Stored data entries
++++++++++++++++++++
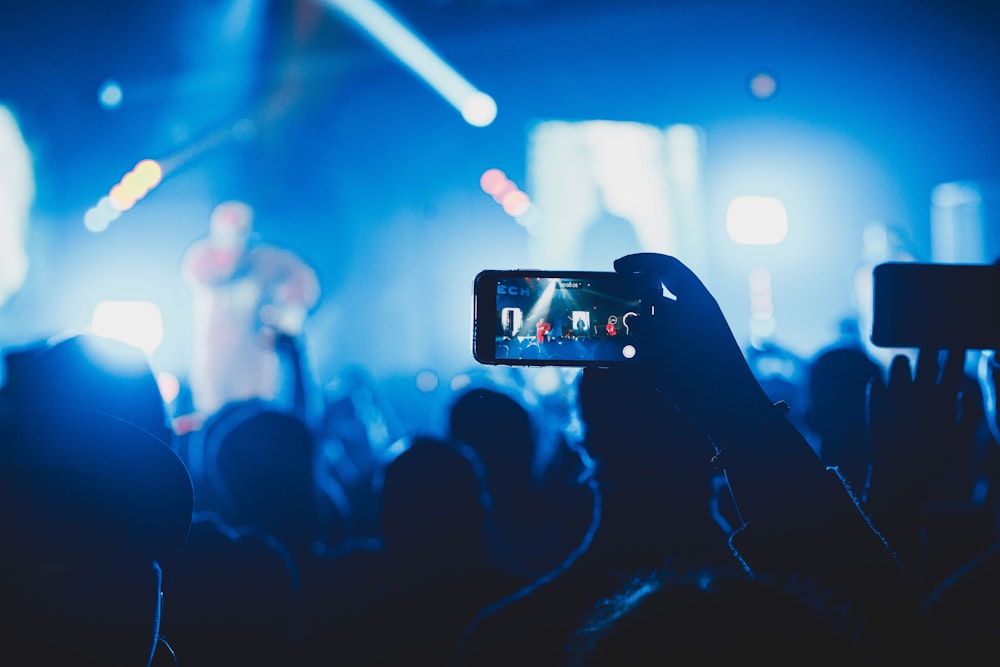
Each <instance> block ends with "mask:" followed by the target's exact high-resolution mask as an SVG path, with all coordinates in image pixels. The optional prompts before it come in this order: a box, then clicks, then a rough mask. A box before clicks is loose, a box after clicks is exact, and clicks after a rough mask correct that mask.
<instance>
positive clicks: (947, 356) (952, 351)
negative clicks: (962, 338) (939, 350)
mask: <svg viewBox="0 0 1000 667" xmlns="http://www.w3.org/2000/svg"><path fill="white" fill-rule="evenodd" d="M945 355H947V356H946V357H945V361H944V367H943V368H942V369H941V388H942V389H943V390H945V391H947V392H948V393H949V394H950V395H954V394H958V389H959V387H961V386H962V377H963V376H964V374H965V350H948V351H947V352H945Z"/></svg>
++++++++++++++++++++
■ What you need to do:
Could you repeat all of the entries exactly, without any of the images?

■ Answer section:
Each <instance> block ends with "mask:" followed by the target's exact high-resolution mask as an SVG path, with all coordinates in image pixels. The optional prompts before it come in this order: a box, then clicks, then a rough mask. A box before clicks is loose, a box after clicks is exact, and clicks after a rough mask correct that mask.
<instance>
positive clicks: (947, 356) (952, 351)
negative clicks: (962, 338) (939, 350)
mask: <svg viewBox="0 0 1000 667" xmlns="http://www.w3.org/2000/svg"><path fill="white" fill-rule="evenodd" d="M945 355H947V356H946V357H945V361H944V367H943V368H942V369H941V388H942V389H943V390H945V391H947V392H948V393H949V394H950V395H954V394H958V389H959V387H961V386H962V377H963V376H964V374H965V350H948V351H947V352H945Z"/></svg>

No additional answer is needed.